対象の文章:
——

それから、この間の事故がありました翌日からさっそくその
対策に取りかかりまして、
新聞でも報道されました
通り三十五台のパイプ・ロケーターを使っていわゆる不使用管の防止に当っているのであります。先ほど申し上げましたように不使用管というのは、われわれ現在一本も残っていないという確信をもってやっているだけにパイプ・ロケーターを使って現在まで調べました結果、不使用管はまだ一本も出ておりません。来年の三月までこの不使用管のある個所を一巡するつもりでありますが、よしんば多少出ることがあるかもしれませんが、われわれもやっただけのことは必ず効果がある、そんなにたくさん私はないということをあえて確信しているものであります。
次に起りました事故は豊島区西巣鴨の事故でございます。これは三インチの本管が地盤の沈下のために折れたものでありまして、たまたまそこに重い重量のトラックか何かが
通りましたと見えまして、そのために折損したものでありますが、これは今まででもときどきあったような事故でございます。ただわれわれとしましてそのときの処置をいかに機敏にするかということが問題でございまして、この際の処置は私
ども別にそれほどの手ぬかりがあったとは存じません。

——

表示データ:
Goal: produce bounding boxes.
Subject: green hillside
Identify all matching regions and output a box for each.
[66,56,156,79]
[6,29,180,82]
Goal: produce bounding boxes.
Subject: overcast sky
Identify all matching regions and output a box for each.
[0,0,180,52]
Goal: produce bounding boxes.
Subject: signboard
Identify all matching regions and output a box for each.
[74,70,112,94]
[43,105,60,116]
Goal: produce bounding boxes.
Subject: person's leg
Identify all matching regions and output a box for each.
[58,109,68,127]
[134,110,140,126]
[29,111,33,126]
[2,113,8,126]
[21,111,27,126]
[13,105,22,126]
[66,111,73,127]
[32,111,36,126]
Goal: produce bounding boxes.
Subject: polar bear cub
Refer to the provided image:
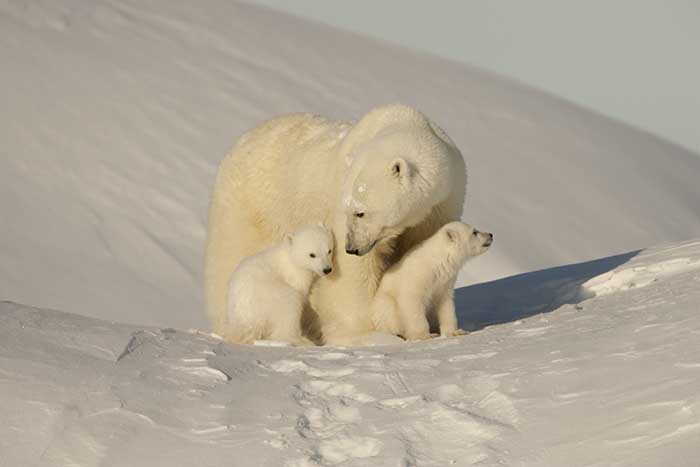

——

対象の文章から、「それから、この間の事故がありました翌日からさっそくその」から「確信しているものであります。」までの部分を一字も変えずに抜き出してください。 エントリは対象の文章とは関係がありません。

解答:
それから、この間の事故がありました翌日からさっそくその
対策に取りかかりまして、
新聞でも報道されました
通り三十五台のパイプ・ロケーターを使っていわゆる不使用管の防止に当っているのであります。先ほど申し上げましたように不使用管というのは、われわれ現在一本も残っていないという確信をもってやっているだけにパイプ・ロケーターを使って現在まで調べました結果、不使用管はまだ一本も出ておりません。来年の三月までこの不使用管のある個所を一巡するつもりでありますが、よしんば多少出ることがあるかもしれませんが、われわれもやっただけのことは必ず効果がある、そんなにたくさん私はないということをあえて確信しているものであります。